Recast each line of the items below as one entry in a numbered list, omitting any blank lines.

[Records from a collection]
⟨

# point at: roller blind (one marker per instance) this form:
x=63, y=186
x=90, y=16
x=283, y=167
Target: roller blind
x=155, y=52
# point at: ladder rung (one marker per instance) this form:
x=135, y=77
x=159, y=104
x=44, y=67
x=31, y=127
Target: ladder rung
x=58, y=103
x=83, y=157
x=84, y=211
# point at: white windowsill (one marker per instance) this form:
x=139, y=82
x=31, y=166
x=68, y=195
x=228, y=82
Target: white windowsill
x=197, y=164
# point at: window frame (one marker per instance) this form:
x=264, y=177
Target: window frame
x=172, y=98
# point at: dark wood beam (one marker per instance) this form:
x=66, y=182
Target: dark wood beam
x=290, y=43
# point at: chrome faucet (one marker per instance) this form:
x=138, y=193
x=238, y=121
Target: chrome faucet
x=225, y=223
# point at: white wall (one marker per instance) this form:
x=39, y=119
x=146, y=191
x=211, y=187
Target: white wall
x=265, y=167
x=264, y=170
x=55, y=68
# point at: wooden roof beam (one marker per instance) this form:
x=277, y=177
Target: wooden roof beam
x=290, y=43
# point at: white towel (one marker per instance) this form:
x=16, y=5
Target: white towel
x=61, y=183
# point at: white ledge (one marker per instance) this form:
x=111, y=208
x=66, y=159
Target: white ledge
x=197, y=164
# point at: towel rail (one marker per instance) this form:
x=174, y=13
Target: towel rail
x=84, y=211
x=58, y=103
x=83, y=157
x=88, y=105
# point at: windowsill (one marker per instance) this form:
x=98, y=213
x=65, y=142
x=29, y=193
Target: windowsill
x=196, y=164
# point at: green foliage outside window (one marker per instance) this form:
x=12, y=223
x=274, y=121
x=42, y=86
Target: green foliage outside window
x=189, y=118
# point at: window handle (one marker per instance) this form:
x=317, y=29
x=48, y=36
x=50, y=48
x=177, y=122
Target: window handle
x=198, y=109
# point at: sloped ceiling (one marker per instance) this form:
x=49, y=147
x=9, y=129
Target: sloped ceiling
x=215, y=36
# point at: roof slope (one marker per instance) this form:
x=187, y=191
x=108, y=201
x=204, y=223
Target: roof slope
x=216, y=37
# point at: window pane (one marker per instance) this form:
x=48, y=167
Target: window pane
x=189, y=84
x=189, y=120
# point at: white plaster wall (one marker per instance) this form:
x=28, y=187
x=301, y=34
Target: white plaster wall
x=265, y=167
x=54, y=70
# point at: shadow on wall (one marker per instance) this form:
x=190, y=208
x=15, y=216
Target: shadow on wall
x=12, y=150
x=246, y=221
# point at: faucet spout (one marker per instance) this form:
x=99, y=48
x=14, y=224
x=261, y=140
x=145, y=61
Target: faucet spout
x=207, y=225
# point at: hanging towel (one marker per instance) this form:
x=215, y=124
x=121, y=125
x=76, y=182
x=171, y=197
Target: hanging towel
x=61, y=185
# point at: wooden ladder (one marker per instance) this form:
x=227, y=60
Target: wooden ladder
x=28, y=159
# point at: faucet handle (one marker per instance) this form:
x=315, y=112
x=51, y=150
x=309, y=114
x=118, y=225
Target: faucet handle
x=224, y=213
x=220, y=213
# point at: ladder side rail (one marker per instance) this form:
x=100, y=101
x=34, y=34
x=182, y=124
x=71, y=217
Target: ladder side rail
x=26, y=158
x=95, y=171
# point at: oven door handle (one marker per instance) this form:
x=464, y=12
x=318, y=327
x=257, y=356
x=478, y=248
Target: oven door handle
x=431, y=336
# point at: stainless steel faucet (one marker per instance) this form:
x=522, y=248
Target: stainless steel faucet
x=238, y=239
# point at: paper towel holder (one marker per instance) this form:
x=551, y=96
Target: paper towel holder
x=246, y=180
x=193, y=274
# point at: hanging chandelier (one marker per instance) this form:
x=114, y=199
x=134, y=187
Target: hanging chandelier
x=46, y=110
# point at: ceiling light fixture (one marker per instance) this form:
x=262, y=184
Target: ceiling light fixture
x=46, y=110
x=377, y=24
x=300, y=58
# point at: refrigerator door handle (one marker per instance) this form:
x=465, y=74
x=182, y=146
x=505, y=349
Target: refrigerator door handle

⟩

Complete output ->
1. # point at: roller blind (one marker per instance) this form:
2. x=63, y=186
3. x=90, y=16
4. x=283, y=167
5. Target: roller blind
6. x=155, y=52
7. # point at: ladder rung (one marker per instance) this form:
8. x=135, y=77
9. x=159, y=104
10. x=44, y=67
11. x=31, y=127
12. Target: ladder rung
13. x=58, y=103
14. x=83, y=157
15. x=84, y=211
16. # point at: white windowsill (one marker per instance) this form:
17. x=139, y=82
18. x=31, y=166
19. x=68, y=195
20. x=228, y=82
21. Target: white windowsill
22. x=197, y=164
23. # point at: window frame (one marker per instance) this form:
24. x=264, y=177
25. Target: window frame
26. x=172, y=98
27. # point at: dark wood beam (one marker per instance) this form:
28. x=66, y=182
29. Target: dark wood beam
30. x=290, y=43
31. # point at: chrome faucet (one marker per instance) this form:
32. x=138, y=193
33. x=238, y=121
34. Target: chrome faucet
35. x=225, y=223
36. # point at: white wall (one marker per instance) this form:
37. x=39, y=119
38. x=146, y=191
39. x=211, y=187
40. Target: white wall
41. x=265, y=167
42. x=264, y=170
43. x=55, y=68
44. # point at: wooden roof beam (one marker per instance) this form:
45. x=277, y=177
46. Target: wooden roof beam
47. x=290, y=43
48. # point at: white towel (one marker per instance) this form:
49. x=16, y=5
50. Target: white towel
51. x=61, y=183
52. # point at: white ledge (one marker per instance) this form:
53. x=111, y=208
54. x=66, y=159
55. Target: white ledge
56. x=197, y=164
57. # point at: towel rail (one marker per instance) this form:
58. x=174, y=13
59. Target: towel rail
60. x=84, y=211
61. x=58, y=103
62. x=83, y=157
63. x=88, y=105
64. # point at: windowsill (one marker per instance) this form:
65. x=98, y=213
66. x=65, y=142
67. x=29, y=193
68. Target: windowsill
69. x=196, y=164
70. # point at: green foliage outside window (one marker per instance) this form:
71. x=12, y=223
72. x=274, y=121
73. x=42, y=86
74. Target: green foliage outside window
75. x=189, y=118
76. # point at: window handle (one marker per instance) this form:
77. x=317, y=29
78. x=48, y=36
79. x=50, y=48
80. x=177, y=122
81. Target: window handle
82. x=198, y=109
83. # point at: sloped ceiling (one marker per instance) this form:
84. x=49, y=147
85. x=9, y=129
86. Target: sloped ceiling
87. x=215, y=36
88. # point at: roof slope (one marker per instance) this form:
89. x=187, y=191
90. x=108, y=201
91. x=204, y=223
92. Target: roof slope
93. x=216, y=37
94. # point at: window pane (one marker per instance) this form:
95. x=48, y=167
96. Target: window pane
97. x=189, y=84
98. x=189, y=120
99. # point at: white plaster wall (one marker per instance) this form:
100. x=28, y=187
101. x=301, y=34
102. Target: white plaster wall
103. x=265, y=167
104. x=54, y=70
105. # point at: shadow on wall (one marker per instance) this form:
106. x=190, y=208
107. x=15, y=216
108. Target: shadow on wall
109. x=12, y=150
110. x=246, y=221
111. # point at: faucet spout (one marker per instance) this form:
112. x=99, y=48
113. x=14, y=224
114. x=261, y=140
115. x=145, y=61
116. Target: faucet spout
117. x=207, y=225
118. # point at: hanging towel (one marker per instance) this form:
119. x=215, y=124
120. x=121, y=125
121. x=76, y=182
122. x=171, y=197
123. Target: hanging towel
124. x=61, y=185
125. # point at: wooden ladder (one marker per instance) this form:
126. x=227, y=60
127. Target: wooden ladder
128. x=28, y=159
129. # point at: faucet handle (one marker per instance) this form:
130. x=315, y=112
131. x=51, y=150
132. x=309, y=114
133. x=118, y=225
134. Target: faucet handle
135. x=224, y=213
136. x=220, y=213
137. # point at: ladder side rail (one marker per instance) this form:
138. x=100, y=101
139. x=34, y=34
140. x=182, y=124
141. x=71, y=217
142. Target: ladder side rail
143. x=26, y=158
144. x=95, y=171
145. # point at: oven door handle (one marker per instance) this form:
146. x=464, y=12
147. x=318, y=327
148. x=257, y=356
149. x=478, y=248
150. Target: oven door handle
151. x=431, y=336
152. # point at: stainless steel faucet (one marker per instance) this form:
153. x=522, y=248
154. Target: stainless steel faucet
155. x=238, y=239
156. # point at: paper towel holder (one marker per instance) this form:
157. x=551, y=96
158. Target: paper towel holder
159. x=246, y=180
160. x=193, y=274
161. # point at: hanging chandelier (one marker per instance) this form:
162. x=114, y=199
163. x=134, y=187
164. Target: hanging chandelier
165. x=46, y=110
166. # point at: ceiling light fixture (one marker per instance) this form:
167. x=262, y=184
168. Target: ceiling light fixture
169. x=46, y=110
170. x=377, y=24
171. x=300, y=58
172. # point at: refrigerator door handle (one marker per instance) this form:
173. x=465, y=74
174. x=182, y=146
175. x=505, y=349
176. Target: refrigerator door handle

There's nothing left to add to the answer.